◆ Problem: Render every line of the records below as a JSON list of strings, with one string per line and blank lines left out.

◆ Exercise input:
>>
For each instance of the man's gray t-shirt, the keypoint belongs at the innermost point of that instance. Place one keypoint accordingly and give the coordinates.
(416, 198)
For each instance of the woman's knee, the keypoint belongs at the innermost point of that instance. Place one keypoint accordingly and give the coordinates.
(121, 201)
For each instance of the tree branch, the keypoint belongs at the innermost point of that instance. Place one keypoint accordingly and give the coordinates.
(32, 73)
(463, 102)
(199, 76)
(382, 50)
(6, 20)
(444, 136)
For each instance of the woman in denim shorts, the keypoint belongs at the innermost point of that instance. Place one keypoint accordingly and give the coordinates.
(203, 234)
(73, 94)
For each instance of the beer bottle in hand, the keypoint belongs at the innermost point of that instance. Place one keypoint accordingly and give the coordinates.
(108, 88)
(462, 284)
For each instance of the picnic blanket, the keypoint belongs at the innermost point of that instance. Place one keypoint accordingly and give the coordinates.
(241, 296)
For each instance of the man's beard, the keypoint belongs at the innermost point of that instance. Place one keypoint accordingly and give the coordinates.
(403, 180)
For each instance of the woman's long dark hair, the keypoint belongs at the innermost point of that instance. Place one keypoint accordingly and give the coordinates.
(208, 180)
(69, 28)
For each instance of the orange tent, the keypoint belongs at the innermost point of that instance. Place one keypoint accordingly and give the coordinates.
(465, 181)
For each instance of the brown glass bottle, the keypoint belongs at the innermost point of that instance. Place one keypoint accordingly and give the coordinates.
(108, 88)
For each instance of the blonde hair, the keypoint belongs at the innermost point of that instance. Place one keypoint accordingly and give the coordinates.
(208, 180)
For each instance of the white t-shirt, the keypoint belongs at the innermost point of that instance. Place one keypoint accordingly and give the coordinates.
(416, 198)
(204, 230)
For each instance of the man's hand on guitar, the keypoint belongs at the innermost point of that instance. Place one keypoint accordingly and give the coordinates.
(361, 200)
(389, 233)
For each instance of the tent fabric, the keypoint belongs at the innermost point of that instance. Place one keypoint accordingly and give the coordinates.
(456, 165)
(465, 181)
<<
◆ Solution to the problem:
[
  "For each instance of the man's gray t-shirt, the keypoint belongs at the innermost point of that instance. Place one keypoint accordingly and give the coordinates.",
  "(416, 198)",
  "For each instance of the woman's knee, the keypoint belongs at the innermost point of that instance. Place one keypoint accordingly and give the coordinates.",
  "(121, 201)",
  "For each instance of the tree branch, the keypoint belongs at the innermost point of that instance. Place one keypoint accordingly and give the coordinates.",
  "(32, 73)",
  "(463, 102)",
  "(199, 76)",
  "(382, 50)",
  "(6, 20)",
  "(444, 136)",
  "For each instance of the woman in denim shorts, the keypoint belongs at the innermost point of that instance. Place one keypoint accordingly and give the coordinates.",
  "(203, 234)",
  "(73, 94)",
  "For each instance of the beer bottle in hand, the keypoint belongs at the innermost point of that instance. Place one keypoint accordingly and give the coordinates.",
  "(108, 88)",
  "(462, 284)",
  "For each instance of the picnic blanket, the keypoint belongs at the innermost point of that instance. Place one keypoint accordingly and give the coordinates.",
  "(241, 296)",
  "For each instance of the man's beard, the keypoint belongs at the innermost point of that instance. Place one keypoint accordingly and give the coordinates.",
  "(403, 180)",
  "For each instance of the woman's long dark hair, the keypoint belongs at the innermost point of that instance. Place one keypoint accordingly and give the coordinates.",
  "(208, 180)",
  "(69, 28)",
  "For each instance of the orange tent, the keypoint belongs at the innermost point of that instance. Place one keypoint accordingly and give the coordinates.",
  "(465, 181)",
  "For each instance of the brown glass bottle, the keypoint belongs at the innermost point of that instance. Place one keypoint accordingly and give the coordinates.",
  "(108, 88)",
  "For each instance of the blonde hair, the keypoint belongs at the innermost point of that instance. Place one keypoint accordingly and give the coordinates.",
  "(208, 180)",
  "For each instance of the white t-shirt, the keypoint belongs at the innermost point of that instance. Place one keypoint accordingly and give the coordinates.",
  "(416, 198)",
  "(204, 230)",
  "For each instance of the man's hand on guitar, the keypoint belongs at the innermost point of that instance. Place one keypoint accordingly and give the coordinates.",
  "(361, 200)",
  "(389, 233)",
  "For each instance of the tent fabric, the keypoint belongs at the innermost point of that instance. Place one keypoint accordingly and give the coordinates.",
  "(456, 165)",
  "(465, 181)"
]